::: DATA SUPPLIED :::

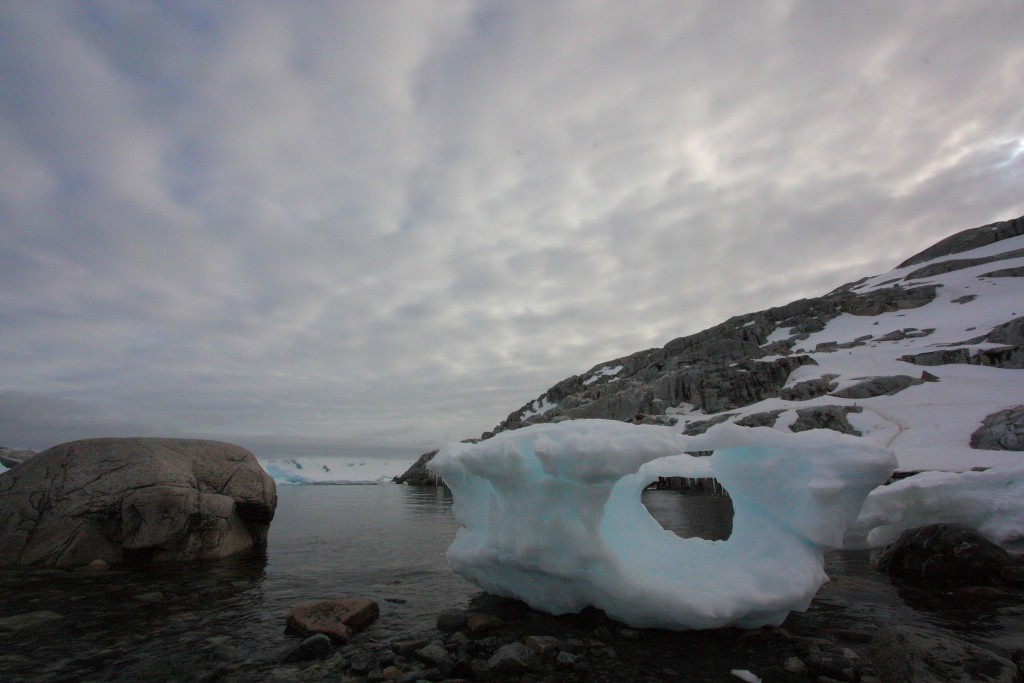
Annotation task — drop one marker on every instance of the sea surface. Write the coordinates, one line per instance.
(387, 542)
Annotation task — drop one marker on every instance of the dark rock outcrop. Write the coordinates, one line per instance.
(825, 417)
(133, 500)
(909, 654)
(945, 553)
(809, 388)
(13, 457)
(933, 269)
(766, 419)
(878, 386)
(968, 240)
(1000, 431)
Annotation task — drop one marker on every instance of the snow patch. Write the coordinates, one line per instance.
(991, 501)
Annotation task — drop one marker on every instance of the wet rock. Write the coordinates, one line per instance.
(133, 500)
(823, 657)
(313, 647)
(944, 553)
(29, 620)
(360, 664)
(1000, 431)
(566, 658)
(434, 654)
(543, 645)
(478, 624)
(907, 654)
(878, 386)
(825, 417)
(451, 621)
(337, 619)
(512, 658)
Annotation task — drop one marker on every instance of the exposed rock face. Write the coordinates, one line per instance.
(907, 654)
(1000, 431)
(825, 417)
(133, 500)
(878, 386)
(12, 457)
(944, 553)
(968, 240)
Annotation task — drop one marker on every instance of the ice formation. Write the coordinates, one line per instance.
(331, 470)
(991, 501)
(551, 514)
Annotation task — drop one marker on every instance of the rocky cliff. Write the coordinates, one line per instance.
(784, 367)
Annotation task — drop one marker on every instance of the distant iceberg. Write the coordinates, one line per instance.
(327, 470)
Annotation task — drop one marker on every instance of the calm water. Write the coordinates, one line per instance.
(384, 542)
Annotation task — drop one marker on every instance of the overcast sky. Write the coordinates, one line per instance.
(385, 225)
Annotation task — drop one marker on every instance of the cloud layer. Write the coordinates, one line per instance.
(389, 224)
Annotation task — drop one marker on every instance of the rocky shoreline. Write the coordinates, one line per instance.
(504, 640)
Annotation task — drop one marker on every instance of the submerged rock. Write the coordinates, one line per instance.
(133, 500)
(339, 620)
(944, 553)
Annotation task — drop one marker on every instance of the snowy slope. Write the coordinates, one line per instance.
(928, 425)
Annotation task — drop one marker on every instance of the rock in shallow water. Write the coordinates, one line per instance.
(944, 553)
(133, 500)
(337, 619)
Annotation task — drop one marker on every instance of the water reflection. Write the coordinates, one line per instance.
(689, 514)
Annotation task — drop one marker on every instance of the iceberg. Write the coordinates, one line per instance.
(991, 501)
(331, 470)
(551, 514)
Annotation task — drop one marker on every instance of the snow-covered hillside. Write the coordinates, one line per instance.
(327, 470)
(928, 425)
(915, 359)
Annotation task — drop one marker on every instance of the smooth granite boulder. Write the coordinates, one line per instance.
(125, 500)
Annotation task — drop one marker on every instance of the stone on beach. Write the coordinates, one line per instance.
(120, 500)
(339, 620)
(945, 553)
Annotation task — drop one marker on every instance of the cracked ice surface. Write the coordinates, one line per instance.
(551, 514)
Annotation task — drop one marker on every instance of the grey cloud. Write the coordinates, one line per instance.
(383, 225)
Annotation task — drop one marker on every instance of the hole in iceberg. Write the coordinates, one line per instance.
(690, 508)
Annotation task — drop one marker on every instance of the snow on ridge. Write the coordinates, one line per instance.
(539, 407)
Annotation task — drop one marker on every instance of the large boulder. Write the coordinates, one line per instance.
(945, 553)
(122, 500)
(1000, 431)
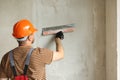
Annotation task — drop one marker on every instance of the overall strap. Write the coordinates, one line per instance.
(26, 62)
(12, 63)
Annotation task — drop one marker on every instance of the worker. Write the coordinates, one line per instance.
(24, 32)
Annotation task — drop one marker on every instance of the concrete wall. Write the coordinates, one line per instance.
(84, 48)
(111, 40)
(118, 40)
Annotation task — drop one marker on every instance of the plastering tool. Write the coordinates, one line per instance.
(55, 29)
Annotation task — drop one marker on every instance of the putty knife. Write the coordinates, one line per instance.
(55, 29)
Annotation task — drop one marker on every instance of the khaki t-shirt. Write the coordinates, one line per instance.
(38, 60)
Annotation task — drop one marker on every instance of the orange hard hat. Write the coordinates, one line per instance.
(23, 28)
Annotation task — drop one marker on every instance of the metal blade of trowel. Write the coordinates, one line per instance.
(55, 29)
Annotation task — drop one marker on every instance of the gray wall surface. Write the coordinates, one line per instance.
(111, 40)
(84, 48)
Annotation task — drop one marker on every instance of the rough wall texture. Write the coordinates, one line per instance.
(111, 40)
(84, 48)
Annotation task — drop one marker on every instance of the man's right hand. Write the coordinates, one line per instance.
(60, 35)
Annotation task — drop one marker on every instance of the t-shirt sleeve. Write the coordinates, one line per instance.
(46, 55)
(2, 70)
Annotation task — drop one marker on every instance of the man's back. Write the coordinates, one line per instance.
(36, 70)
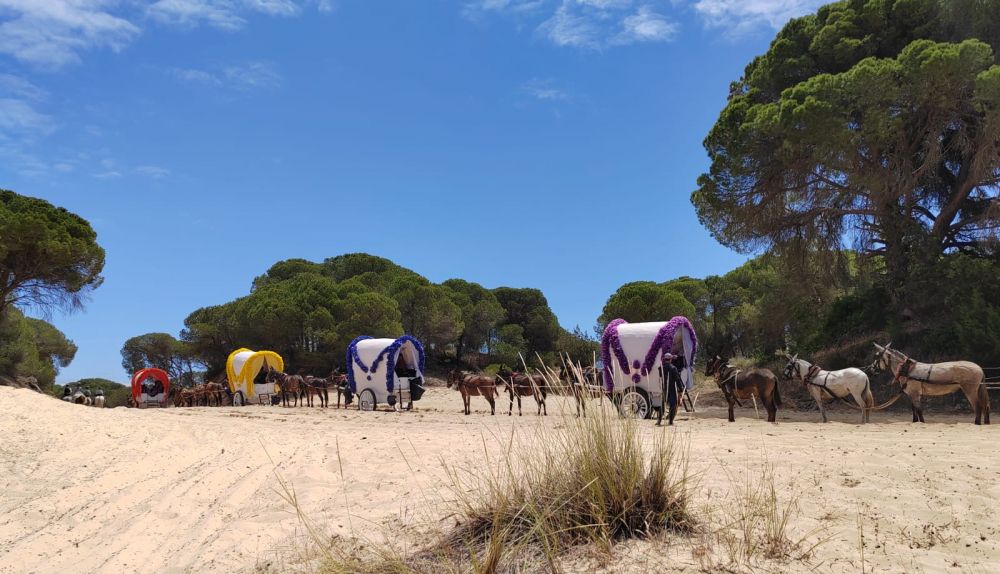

:::

• [WORK TO DO]
Count the lines in the records above that contain the string "surface", treating case as significant. Give only the number.

• [SOLUTION TO THE EXERCISE]
3